** BEGIN **

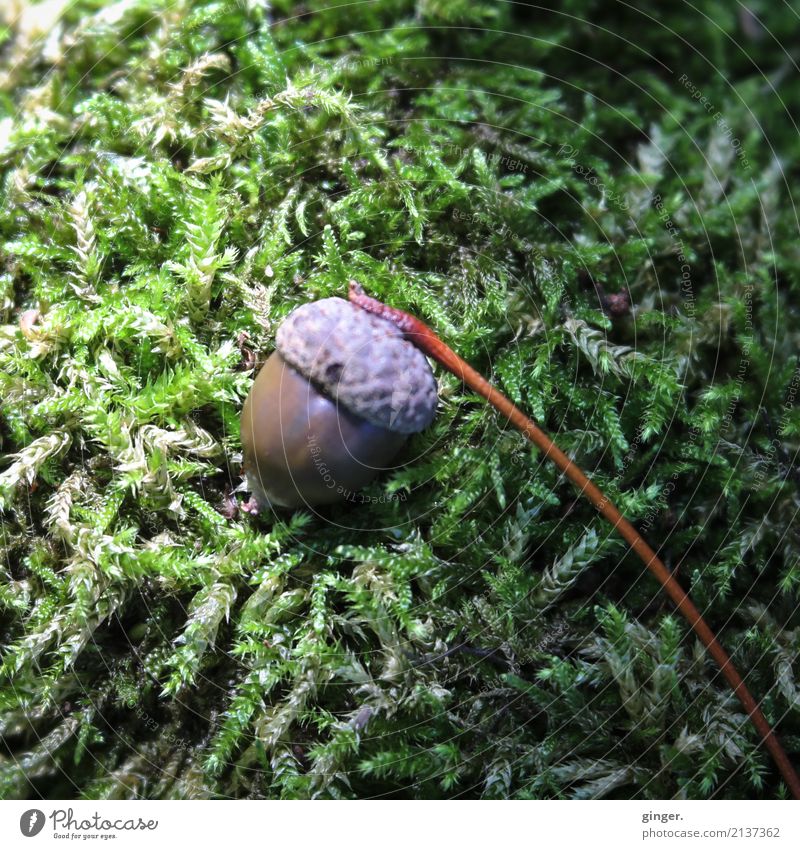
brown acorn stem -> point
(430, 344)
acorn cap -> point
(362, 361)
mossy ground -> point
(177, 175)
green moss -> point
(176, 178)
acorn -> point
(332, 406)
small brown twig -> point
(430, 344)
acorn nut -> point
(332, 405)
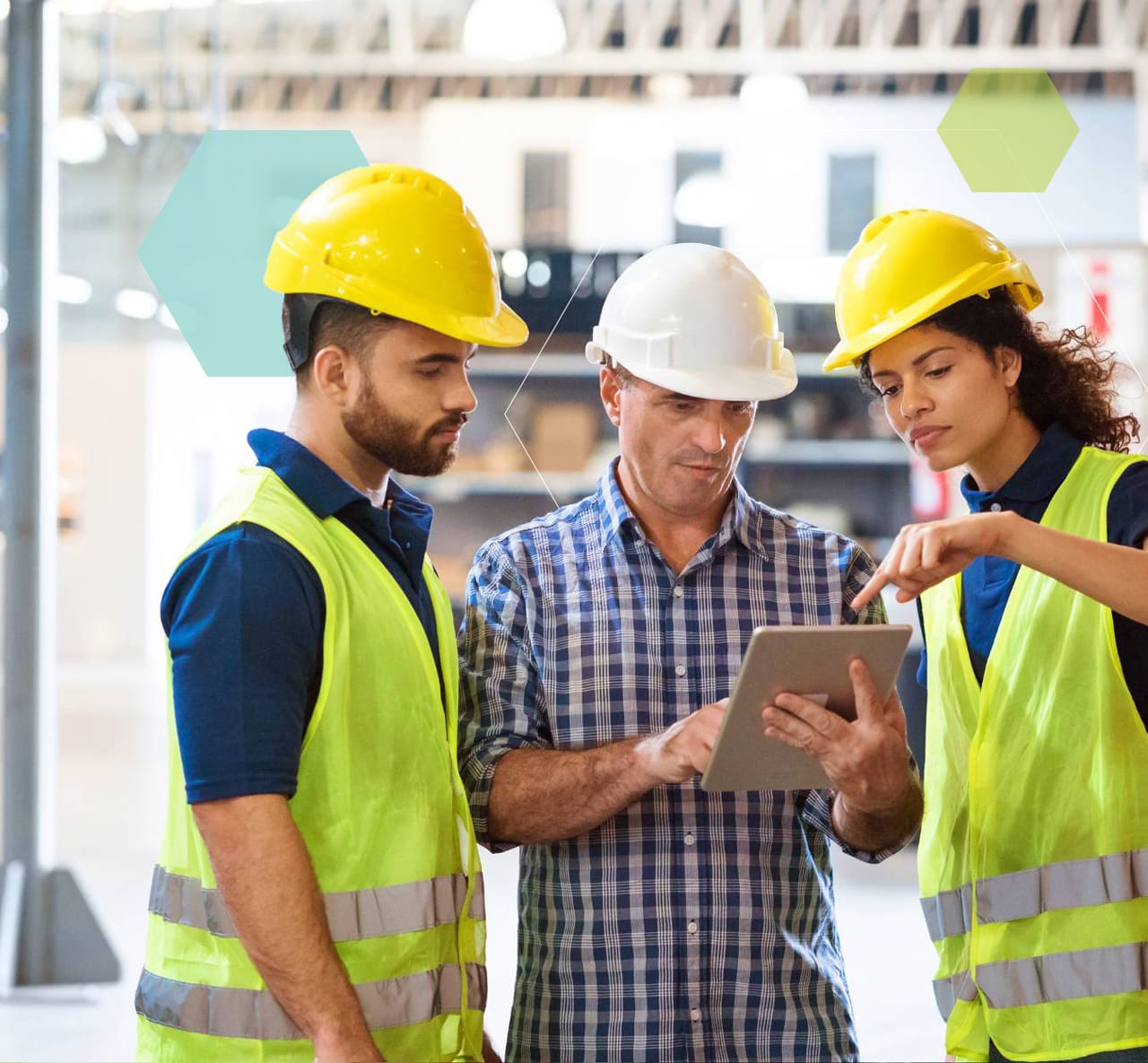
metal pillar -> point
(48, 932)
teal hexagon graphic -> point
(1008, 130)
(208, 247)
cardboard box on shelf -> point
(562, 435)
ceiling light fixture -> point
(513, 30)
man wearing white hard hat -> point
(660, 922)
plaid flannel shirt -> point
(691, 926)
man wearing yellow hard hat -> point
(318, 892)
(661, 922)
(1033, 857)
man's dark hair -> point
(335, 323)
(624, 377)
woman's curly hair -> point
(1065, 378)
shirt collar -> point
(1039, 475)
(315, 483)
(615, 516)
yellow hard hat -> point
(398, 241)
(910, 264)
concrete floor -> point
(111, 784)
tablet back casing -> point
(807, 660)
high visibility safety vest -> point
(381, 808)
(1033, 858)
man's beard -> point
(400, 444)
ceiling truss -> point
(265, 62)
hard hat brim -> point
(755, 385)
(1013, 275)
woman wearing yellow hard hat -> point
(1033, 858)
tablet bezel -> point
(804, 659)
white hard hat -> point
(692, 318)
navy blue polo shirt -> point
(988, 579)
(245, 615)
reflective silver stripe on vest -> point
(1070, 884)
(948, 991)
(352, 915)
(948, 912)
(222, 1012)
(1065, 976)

** END **

SHORT PROBLEM - Rewrite everything from the row containing "hard hat brim -> point" down to the last of the rows, that row included, as a numbered list with blank lines left out.

THE SOLUTION -
1. hard hat brim -> point
2. (755, 385)
3. (1013, 275)
4. woman wearing yellow hard hat -> point
5. (1033, 858)
6. tablet bezel -> point
7. (804, 659)
8. white hard hat -> point
9. (692, 318)
10. navy blue polo shirt -> point
11. (988, 579)
12. (245, 615)
13. reflective silver stripe on vest -> point
14. (1070, 884)
15. (948, 991)
16. (352, 915)
17. (948, 912)
18. (222, 1012)
19. (1065, 976)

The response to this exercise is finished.